- _What to produce_
Your job is to retype the records exactly while dropping every picture.

Stored data:
***

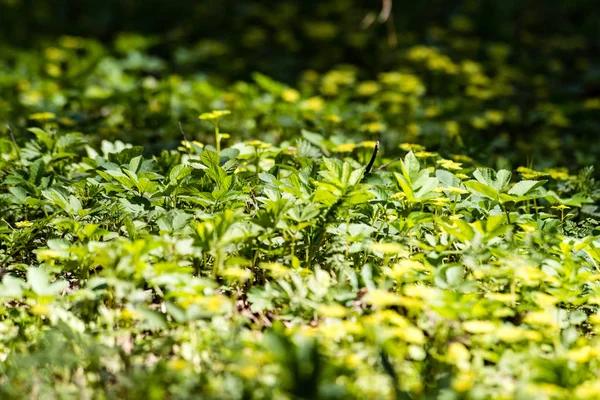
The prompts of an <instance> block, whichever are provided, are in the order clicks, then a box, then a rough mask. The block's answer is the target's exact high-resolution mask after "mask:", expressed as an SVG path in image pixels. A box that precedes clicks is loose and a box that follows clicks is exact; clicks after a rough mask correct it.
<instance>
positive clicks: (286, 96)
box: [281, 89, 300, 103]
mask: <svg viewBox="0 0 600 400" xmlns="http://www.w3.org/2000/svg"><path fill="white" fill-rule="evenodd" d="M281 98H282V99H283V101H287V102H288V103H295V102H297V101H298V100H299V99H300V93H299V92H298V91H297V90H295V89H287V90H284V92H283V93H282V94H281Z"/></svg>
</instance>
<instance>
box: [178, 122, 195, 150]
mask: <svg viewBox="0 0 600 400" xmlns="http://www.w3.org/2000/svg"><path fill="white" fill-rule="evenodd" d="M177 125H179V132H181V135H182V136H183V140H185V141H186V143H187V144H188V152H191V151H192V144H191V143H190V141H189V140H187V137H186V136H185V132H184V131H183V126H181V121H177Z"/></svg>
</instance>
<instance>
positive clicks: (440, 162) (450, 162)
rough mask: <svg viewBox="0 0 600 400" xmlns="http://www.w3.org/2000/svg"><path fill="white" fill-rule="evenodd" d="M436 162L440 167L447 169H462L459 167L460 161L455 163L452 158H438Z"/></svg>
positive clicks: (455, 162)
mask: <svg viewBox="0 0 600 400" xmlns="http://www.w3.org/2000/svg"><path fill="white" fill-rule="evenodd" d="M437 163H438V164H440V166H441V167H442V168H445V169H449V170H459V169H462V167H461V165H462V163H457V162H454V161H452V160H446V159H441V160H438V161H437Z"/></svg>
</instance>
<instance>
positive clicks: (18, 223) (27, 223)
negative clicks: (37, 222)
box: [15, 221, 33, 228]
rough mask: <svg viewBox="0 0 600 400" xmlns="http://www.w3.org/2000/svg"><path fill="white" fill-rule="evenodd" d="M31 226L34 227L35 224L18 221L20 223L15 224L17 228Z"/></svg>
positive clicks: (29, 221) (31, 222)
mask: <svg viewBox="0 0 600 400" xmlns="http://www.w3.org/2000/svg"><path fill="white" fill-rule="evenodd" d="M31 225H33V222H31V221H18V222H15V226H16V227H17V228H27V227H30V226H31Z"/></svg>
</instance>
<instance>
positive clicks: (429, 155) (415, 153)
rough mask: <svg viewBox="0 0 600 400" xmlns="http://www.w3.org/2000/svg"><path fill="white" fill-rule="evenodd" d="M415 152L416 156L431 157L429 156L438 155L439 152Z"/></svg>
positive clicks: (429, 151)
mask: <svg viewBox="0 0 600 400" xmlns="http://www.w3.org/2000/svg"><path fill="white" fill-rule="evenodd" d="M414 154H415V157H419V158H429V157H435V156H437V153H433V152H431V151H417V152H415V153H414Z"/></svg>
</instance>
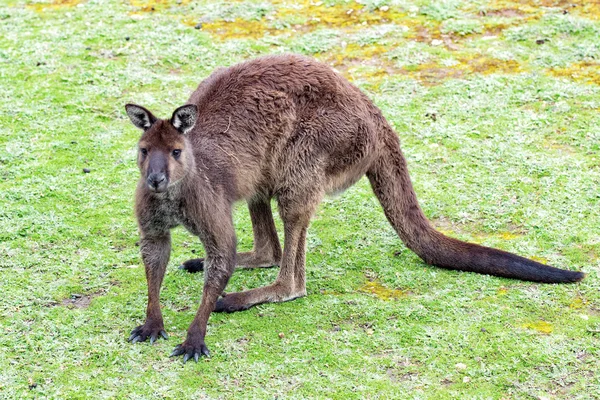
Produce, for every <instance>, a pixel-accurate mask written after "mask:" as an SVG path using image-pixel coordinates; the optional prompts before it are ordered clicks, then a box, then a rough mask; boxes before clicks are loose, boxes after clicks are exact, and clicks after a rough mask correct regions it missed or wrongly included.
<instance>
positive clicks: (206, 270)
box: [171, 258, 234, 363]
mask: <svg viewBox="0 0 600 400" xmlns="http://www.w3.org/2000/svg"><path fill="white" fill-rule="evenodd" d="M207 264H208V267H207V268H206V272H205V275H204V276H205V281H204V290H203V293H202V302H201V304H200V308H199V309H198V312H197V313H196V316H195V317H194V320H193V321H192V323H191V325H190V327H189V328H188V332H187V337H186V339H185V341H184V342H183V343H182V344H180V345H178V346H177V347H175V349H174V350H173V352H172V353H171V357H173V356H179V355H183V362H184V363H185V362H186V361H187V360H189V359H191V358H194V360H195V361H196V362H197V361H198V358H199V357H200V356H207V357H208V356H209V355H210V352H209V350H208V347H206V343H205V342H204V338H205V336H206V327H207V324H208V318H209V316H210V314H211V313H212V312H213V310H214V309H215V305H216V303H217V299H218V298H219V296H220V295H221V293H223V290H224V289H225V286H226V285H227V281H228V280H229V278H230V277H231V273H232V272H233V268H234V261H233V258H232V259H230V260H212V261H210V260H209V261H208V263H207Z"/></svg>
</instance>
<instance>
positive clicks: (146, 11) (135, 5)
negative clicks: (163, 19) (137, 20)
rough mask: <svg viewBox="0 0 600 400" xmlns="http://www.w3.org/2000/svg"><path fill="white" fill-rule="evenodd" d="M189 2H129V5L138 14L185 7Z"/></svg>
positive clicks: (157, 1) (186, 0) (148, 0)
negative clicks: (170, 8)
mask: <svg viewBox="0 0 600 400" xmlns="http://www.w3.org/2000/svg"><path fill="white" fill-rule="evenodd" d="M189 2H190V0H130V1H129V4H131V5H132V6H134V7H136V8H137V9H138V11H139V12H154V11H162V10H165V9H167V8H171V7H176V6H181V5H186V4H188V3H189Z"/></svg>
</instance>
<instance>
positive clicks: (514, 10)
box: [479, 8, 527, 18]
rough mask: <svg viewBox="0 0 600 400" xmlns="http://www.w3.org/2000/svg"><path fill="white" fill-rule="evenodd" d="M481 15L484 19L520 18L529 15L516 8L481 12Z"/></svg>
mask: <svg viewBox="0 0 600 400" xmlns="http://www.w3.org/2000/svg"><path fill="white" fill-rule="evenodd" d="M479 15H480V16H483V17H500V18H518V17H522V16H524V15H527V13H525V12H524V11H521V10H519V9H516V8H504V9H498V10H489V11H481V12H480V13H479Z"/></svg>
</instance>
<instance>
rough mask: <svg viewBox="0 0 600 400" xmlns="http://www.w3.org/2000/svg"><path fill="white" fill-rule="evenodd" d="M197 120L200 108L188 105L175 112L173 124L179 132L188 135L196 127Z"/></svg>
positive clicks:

***

- _Reply to the task_
The prompts of an <instance> block, whichever are provided, are in the order clicks, then a box, then a rough mask. The block's answer is the target's exact high-resolution mask after "mask:", expressed as an SVG path in image pixels. A box that precedes clicks is loose and a box that follows clicks is exact; clicks after a rough mask correct it.
<instance>
positive clicks: (286, 96)
box: [281, 89, 300, 103]
mask: <svg viewBox="0 0 600 400" xmlns="http://www.w3.org/2000/svg"><path fill="white" fill-rule="evenodd" d="M281 98H282V99H283V101H287V102H288V103H295V102H297V101H298V100H299V99H300V93H299V92H298V91H297V90H295V89H287V90H284V92H283V93H282V94H281Z"/></svg>
</instance>
<instance>
box: [178, 122, 195, 150]
mask: <svg viewBox="0 0 600 400" xmlns="http://www.w3.org/2000/svg"><path fill="white" fill-rule="evenodd" d="M177 125H179V132H181V135H182V136H183V140H185V141H186V143H187V144H188V152H191V151H192V144H191V143H190V141H189V140H187V137H186V136H185V132H184V131H183V126H181V121H177Z"/></svg>
</instance>
<instance>
positive clicks: (440, 162) (450, 162)
rough mask: <svg viewBox="0 0 600 400" xmlns="http://www.w3.org/2000/svg"><path fill="white" fill-rule="evenodd" d="M436 162L440 167L447 169H462L459 167L460 161L455 163L452 158H438Z"/></svg>
positive clicks: (455, 162)
mask: <svg viewBox="0 0 600 400" xmlns="http://www.w3.org/2000/svg"><path fill="white" fill-rule="evenodd" d="M437 163H438V164H440V166H441V167H442V168H445V169H449V170H459V169H462V167H461V165H462V163H457V162H454V161H452V160H446V159H441V160H438V161H437Z"/></svg>
</instance>
<instance>
positive clicks: (18, 223) (27, 223)
negative clicks: (37, 222)
box: [15, 221, 33, 228]
rough mask: <svg viewBox="0 0 600 400" xmlns="http://www.w3.org/2000/svg"><path fill="white" fill-rule="evenodd" d="M31 226L34 227L35 224L18 221L20 223L15 224L17 228Z"/></svg>
positive clicks: (29, 221) (31, 222)
mask: <svg viewBox="0 0 600 400" xmlns="http://www.w3.org/2000/svg"><path fill="white" fill-rule="evenodd" d="M31 225H33V222H31V221H18V222H15V226H16V227H17V228H27V227H30V226H31Z"/></svg>
</instance>
<instance>
positive clicks: (429, 155) (415, 153)
rough mask: <svg viewBox="0 0 600 400" xmlns="http://www.w3.org/2000/svg"><path fill="white" fill-rule="evenodd" d="M415 152L416 156L431 157L429 156L438 155L439 152Z"/></svg>
positive clicks: (429, 151)
mask: <svg viewBox="0 0 600 400" xmlns="http://www.w3.org/2000/svg"><path fill="white" fill-rule="evenodd" d="M414 154H415V157H419V158H429V157H435V156H437V153H433V152H431V151H417V152H415V153H414Z"/></svg>
</instance>
Produce, for every <instance>, a pixel-accurate mask written after "mask:" as an SVG path using image-pixel coordinates; the optional prompts before it are ordered clicks, then a box, then a rough mask; boxes before clicks are loose, boxes after clicks are exact, and clicks after a rough mask correct regions it missed or wrongly included.
<instance>
positive clicks: (206, 270)
box: [171, 258, 234, 363]
mask: <svg viewBox="0 0 600 400" xmlns="http://www.w3.org/2000/svg"><path fill="white" fill-rule="evenodd" d="M207 264H208V267H207V268H206V272H205V275H204V276H205V281H204V290H203V293H202V302H201V304H200V308H199V309H198V312H197V313H196V316H195V317H194V320H193V321H192V323H191V325H190V327H189V328H188V332H187V337H186V339H185V341H184V342H183V343H182V344H180V345H178V346H177V347H175V349H174V350H173V352H172V353H171V357H173V356H179V355H183V362H184V363H185V362H186V361H187V360H189V359H191V358H194V360H195V361H196V362H197V361H198V358H199V357H200V356H207V357H208V356H209V355H210V352H209V350H208V347H206V343H205V342H204V338H205V336H206V327H207V324H208V318H209V316H210V314H211V313H212V312H213V310H214V309H215V305H216V303H217V299H218V298H219V296H220V295H221V293H223V290H224V289H225V286H226V285H227V281H228V280H229V278H230V277H231V273H232V272H233V268H234V261H233V258H232V259H230V260H212V261H210V260H209V261H208V263H207Z"/></svg>
</instance>
<instance>
positive clicks: (146, 11) (135, 5)
negative clicks: (163, 19) (137, 20)
rough mask: <svg viewBox="0 0 600 400" xmlns="http://www.w3.org/2000/svg"><path fill="white" fill-rule="evenodd" d="M189 2H129V5L138 14L185 7Z"/></svg>
positive clicks: (157, 1) (186, 0) (148, 0)
negative clicks: (170, 8)
mask: <svg viewBox="0 0 600 400" xmlns="http://www.w3.org/2000/svg"><path fill="white" fill-rule="evenodd" d="M189 2H190V0H130V1H129V4H131V5H132V6H134V7H136V8H137V9H138V11H139V12H154V11H162V10H165V9H167V8H171V7H176V6H181V5H186V4H188V3H189Z"/></svg>
</instance>
<instance>
positive clicks: (514, 10)
box: [479, 8, 527, 18]
rough mask: <svg viewBox="0 0 600 400" xmlns="http://www.w3.org/2000/svg"><path fill="white" fill-rule="evenodd" d="M481 15L484 19L520 18L529 15L516 8L481 12Z"/></svg>
mask: <svg viewBox="0 0 600 400" xmlns="http://www.w3.org/2000/svg"><path fill="white" fill-rule="evenodd" d="M479 15H480V16H483V17H500V18H518V17H522V16H524V15H527V13H525V12H524V11H521V10H519V9H516V8H504V9H498V10H489V11H481V12H480V13H479Z"/></svg>
</instance>
<instance>
rough mask: <svg viewBox="0 0 600 400" xmlns="http://www.w3.org/2000/svg"><path fill="white" fill-rule="evenodd" d="M197 120L200 108L188 105L175 112L173 124L179 132L188 135L196 127Z"/></svg>
positive clicks:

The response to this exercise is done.